**Goal of the exercise**
Reproduce the material below line for line, changing nothing.

* START Data for this exercise *

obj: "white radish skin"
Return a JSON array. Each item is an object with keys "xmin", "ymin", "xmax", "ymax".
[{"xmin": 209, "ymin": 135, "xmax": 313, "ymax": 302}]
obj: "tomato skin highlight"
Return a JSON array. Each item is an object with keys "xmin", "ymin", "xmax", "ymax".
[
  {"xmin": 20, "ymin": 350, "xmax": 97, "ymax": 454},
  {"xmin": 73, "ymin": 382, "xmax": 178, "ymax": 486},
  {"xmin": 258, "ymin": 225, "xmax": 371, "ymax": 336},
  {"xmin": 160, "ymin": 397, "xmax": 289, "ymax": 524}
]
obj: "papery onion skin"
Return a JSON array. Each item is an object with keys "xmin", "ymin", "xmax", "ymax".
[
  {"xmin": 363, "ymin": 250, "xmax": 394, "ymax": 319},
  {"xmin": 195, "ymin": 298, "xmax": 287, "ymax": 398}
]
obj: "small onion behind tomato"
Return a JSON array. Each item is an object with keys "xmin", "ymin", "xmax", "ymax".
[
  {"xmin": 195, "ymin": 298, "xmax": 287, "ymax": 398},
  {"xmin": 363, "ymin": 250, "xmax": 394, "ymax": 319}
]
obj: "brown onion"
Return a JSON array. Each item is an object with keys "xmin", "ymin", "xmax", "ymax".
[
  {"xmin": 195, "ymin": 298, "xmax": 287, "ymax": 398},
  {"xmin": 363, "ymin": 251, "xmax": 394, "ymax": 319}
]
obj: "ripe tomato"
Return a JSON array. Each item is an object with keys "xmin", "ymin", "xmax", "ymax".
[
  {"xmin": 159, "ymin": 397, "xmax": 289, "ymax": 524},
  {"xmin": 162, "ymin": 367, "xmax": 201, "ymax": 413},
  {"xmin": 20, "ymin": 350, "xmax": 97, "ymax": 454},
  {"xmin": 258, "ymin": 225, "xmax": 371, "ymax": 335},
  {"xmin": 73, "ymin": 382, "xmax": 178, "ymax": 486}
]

* END Data for this exercise *

**Solution to this exercise**
obj: "white radish skin"
Return a JSON array. Each item is an object with keys "xmin", "ymin", "xmax", "ymax".
[{"xmin": 209, "ymin": 135, "xmax": 313, "ymax": 302}]
obj: "tomato skin highlight"
Return a JSON array. Each item is an object with keys "xmin", "ymin", "xmax", "ymax".
[
  {"xmin": 20, "ymin": 350, "xmax": 97, "ymax": 454},
  {"xmin": 73, "ymin": 382, "xmax": 178, "ymax": 486},
  {"xmin": 258, "ymin": 225, "xmax": 371, "ymax": 336},
  {"xmin": 160, "ymin": 397, "xmax": 289, "ymax": 524}
]
obj: "papery onion skin"
Return a JSON array. Each item is an object with keys "xmin", "ymin", "xmax", "ymax".
[
  {"xmin": 363, "ymin": 250, "xmax": 394, "ymax": 319},
  {"xmin": 195, "ymin": 298, "xmax": 287, "ymax": 398}
]
obj: "small onion behind tomato"
Return a JSON array. Each item is an object with keys "xmin", "ymin", "xmax", "ymax".
[
  {"xmin": 195, "ymin": 298, "xmax": 287, "ymax": 398},
  {"xmin": 363, "ymin": 250, "xmax": 394, "ymax": 319}
]
obj: "brown onion"
Return a JSON array. Each item is an object with keys "xmin", "ymin", "xmax", "ymax".
[
  {"xmin": 195, "ymin": 298, "xmax": 287, "ymax": 398},
  {"xmin": 363, "ymin": 251, "xmax": 394, "ymax": 319}
]
obj: "ripe tomato"
Return a JSON array. Each item is an object with keys "xmin", "ymin", "xmax", "ymax".
[
  {"xmin": 159, "ymin": 397, "xmax": 289, "ymax": 524},
  {"xmin": 162, "ymin": 367, "xmax": 201, "ymax": 413},
  {"xmin": 20, "ymin": 350, "xmax": 97, "ymax": 454},
  {"xmin": 258, "ymin": 225, "xmax": 371, "ymax": 335},
  {"xmin": 73, "ymin": 382, "xmax": 178, "ymax": 486}
]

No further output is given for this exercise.